=== TEXT ===

⁂

It is clear from existing studies that the oxidative dissolution effect of different oxidants on a range of reservoir types differs markedly. Most existing research focuses on the pore throat characteristics and action mechanisms of oxidative dissolution in shale, with limited attention paid to the mechanical properties of shale after oxidative dissolution [26,27]; further, research on the response relationship between shale porosity and mechanical properties post-oxidation is even more scarce [28,29,30]. Beyond these gaps in shale-focused research, prior research on oxidative acidizing in carbonates and carbonate-rich shales has mainly centered on carbonate dissolution, pH buffering, and scale formation during prolonged exposure to oxidizing fracturing fluids—without systematically quantifying the accompanying changes in rock mechanical behavior [15]. In parallel, a large body of research on oxidizing gel breakers (e.g., persulfate-, permanganate-, and hypochlorite-based breakers) has concentrated on polymer degradation kinetics and residue removal, typically treating the reservoir rock as chemically inert. Even other studies that have investigated shale dissolution in hydraulic fracturing fluid systems or emphasized mineral-selective dissolution and wettability alteration have seldom linked mineralogy-controlled oxidative dissolution to both pore structure evolution and mechanical degradation of shale cores or to the subsequent gel-breaking response of actual fracturing fluids.
In this study, by means of rock mechanics experiments and nuclear magnetic resonance (NMR), we compare the changes in pore and mechanical characteristics of shale reservoirs before and after oxidative dissolution, clarify the influence of oxidative dissolution on pore and mechanical properties as well as their response relationship, investigate various reaction mechanisms during oxidation dissolution, and accurately evaluate the treatment’s impacts on shale physical properties. Concurrently, addressing the gap that existing gel-breaker research treats reservoir rock as chemically inert, we quantify the oxidative gel-breaking efficiency under actual shale reservoir conditions. Based on the experimental results, we develop a dynamic model for oxidation-enhanced imbibition that evaluates the multi-field effects of oxidation–imbibition, mechanical damage, and gel-breaking behavior, providing a feasible tool to optimize the scope, mode, and control of oxidative fluid application during hydraulic fracturing. Ultimately, this study develops a new method and technology for shale gas exploitation under the coupled, mutually feedback-driven multi-field effects (oxidative dissolution, gel breaking, pore mechanics), offering technical guidance for shale reservoir development and filling a significant gap in integrating oxidative gel-breaking performance with rock property modifications.
To better position this study within the existing body of research on chemical stimulation and shale–fluid interactions, Table 1 summarizes several representative related studies and compares them with the present study in terms of target formation, fluid/oxidant system, main objectives, characterization methods, and key limitations. As shown in the last row, this study integrates pore structure evolution, wettability alteration, mechanical weakening, and oxidant gel-breaking performance for Wufeng Formation shale, thereby highlighting the specific novelties of our contribution relative to previous studies.

⁂

=== CHALLENGES ===
1. Decide whether each statement below agrees with the passage on shale oxidative dissolution, answering yes or no and quoting the words from the passage that settle it. (a) Earlier research on oxidizing gel breakers usually treated the reservoir rock as chemically inert. (b) The study measures pore changes with computed tomography. (c) The shale examined in the study belongs to the Wufeng Formation.
2. Write out the passage on shale oxidative dissolution word for word, starting at "To better position" and ending at "to previous studies.", including those words.

⁂

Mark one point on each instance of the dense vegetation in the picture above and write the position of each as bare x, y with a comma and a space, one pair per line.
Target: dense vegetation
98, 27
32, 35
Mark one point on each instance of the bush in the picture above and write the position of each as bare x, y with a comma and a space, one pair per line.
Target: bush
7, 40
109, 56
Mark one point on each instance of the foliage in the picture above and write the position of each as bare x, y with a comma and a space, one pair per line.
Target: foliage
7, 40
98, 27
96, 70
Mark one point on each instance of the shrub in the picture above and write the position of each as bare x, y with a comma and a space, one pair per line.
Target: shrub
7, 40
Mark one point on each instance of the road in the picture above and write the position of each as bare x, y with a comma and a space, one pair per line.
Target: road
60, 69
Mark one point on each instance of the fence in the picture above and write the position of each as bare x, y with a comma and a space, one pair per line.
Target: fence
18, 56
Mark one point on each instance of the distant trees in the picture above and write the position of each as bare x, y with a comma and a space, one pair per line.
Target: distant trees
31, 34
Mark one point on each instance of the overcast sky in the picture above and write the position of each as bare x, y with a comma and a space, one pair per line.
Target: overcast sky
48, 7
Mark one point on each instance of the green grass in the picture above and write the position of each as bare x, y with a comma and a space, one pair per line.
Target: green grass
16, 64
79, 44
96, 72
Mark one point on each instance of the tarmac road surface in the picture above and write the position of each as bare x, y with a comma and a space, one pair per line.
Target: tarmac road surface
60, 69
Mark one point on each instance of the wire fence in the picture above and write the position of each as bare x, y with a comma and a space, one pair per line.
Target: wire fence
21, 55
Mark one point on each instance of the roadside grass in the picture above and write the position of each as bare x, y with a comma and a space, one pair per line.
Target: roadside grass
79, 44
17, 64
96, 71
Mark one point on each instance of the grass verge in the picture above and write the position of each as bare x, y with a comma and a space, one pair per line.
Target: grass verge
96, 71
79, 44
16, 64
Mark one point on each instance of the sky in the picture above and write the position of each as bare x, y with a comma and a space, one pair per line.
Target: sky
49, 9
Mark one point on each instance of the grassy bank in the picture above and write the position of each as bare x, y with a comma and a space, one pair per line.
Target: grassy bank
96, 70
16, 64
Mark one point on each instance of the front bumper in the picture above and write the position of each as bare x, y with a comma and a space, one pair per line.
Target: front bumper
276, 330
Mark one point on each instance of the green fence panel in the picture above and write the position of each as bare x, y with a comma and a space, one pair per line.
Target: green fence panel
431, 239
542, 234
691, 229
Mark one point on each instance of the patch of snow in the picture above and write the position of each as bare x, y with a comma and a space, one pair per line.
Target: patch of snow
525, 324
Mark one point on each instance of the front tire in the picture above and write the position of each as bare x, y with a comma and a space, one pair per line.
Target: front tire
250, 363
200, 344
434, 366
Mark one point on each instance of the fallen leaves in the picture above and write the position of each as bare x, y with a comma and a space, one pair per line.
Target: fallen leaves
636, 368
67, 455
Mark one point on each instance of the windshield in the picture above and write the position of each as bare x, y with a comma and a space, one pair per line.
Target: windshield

⁂

=== RESPONSES FOR EACH TASK ===
1.
(a) Yes: "typically treating the reservoir rock as chemically inert"
(b) No: "by means of rock mechanics experiments and nuclear magnetic resonance (NMR)"
(c) Yes: "for Wufeng Formation shale"

2.
To better position this study within the existing body of research on chemical stimulation and shale–fluid interactions, Table 1 summarizes several representative related studies and compares them with the present study in terms of target formation, fluid/oxidant system, main objectives, characterization methods, and key limitations. As shown in the last row, this study integrates pore structure evolution, wettability alteration, mechanical weakening, and oxidant gel-breaking performance for Wufeng Formation shale, thereby highlighting the specific novelties of our contribution relative to previous studies.